START Information

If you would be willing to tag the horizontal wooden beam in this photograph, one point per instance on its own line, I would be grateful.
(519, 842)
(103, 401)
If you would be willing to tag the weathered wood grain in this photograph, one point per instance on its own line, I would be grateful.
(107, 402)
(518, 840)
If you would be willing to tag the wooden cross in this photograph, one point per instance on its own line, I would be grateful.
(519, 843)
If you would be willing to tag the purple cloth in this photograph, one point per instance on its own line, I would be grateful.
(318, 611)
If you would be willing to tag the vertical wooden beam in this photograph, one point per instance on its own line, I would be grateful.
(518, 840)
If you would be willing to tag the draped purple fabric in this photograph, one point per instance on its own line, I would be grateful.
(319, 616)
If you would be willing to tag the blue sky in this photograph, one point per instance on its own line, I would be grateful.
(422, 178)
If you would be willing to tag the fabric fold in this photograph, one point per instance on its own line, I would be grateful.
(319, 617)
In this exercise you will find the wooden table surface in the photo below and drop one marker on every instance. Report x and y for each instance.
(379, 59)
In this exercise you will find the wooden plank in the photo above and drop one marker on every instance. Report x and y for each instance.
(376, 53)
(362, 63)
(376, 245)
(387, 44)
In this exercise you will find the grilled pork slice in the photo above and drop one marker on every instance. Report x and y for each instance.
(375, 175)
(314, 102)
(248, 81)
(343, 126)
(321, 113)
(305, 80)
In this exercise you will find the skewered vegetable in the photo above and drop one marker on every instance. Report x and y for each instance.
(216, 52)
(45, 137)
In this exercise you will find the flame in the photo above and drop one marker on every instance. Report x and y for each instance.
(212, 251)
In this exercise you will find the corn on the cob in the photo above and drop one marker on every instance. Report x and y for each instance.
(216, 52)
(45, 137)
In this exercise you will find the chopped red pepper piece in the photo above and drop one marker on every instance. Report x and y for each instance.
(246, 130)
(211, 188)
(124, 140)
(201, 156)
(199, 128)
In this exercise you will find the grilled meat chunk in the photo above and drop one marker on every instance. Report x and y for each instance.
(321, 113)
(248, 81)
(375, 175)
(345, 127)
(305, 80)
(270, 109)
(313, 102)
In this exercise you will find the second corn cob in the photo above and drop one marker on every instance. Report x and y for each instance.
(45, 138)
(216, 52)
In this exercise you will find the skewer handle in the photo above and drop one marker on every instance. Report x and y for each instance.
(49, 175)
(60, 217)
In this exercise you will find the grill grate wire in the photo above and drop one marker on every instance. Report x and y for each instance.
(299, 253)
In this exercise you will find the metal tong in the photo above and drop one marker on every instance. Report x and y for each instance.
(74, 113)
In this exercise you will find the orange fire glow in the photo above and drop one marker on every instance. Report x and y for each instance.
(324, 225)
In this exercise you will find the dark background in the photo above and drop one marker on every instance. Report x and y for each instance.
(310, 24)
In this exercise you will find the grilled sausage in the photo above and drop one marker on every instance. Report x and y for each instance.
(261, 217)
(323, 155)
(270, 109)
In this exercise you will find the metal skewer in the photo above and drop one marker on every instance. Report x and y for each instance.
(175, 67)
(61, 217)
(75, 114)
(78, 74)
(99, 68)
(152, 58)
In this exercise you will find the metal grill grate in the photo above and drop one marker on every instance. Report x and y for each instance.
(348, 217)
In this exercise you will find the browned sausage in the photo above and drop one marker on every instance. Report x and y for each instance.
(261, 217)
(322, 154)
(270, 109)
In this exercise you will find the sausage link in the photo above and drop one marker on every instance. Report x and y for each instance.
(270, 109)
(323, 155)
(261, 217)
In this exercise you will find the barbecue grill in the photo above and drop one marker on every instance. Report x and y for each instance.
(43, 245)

END Information

Here the answer is the exact run of lines above, from the line with "In this exercise you will find the sausage" down to the last, and nothing else.

§ Solution for this task:
In this exercise you will find the sausage link in the photo above and drop one marker on every instance. Report x and y for each instance.
(270, 109)
(323, 155)
(261, 217)
In this exercise you will find the barbecue grill in the photo above and drop one marker on every instance. Report x and y for each instance.
(43, 245)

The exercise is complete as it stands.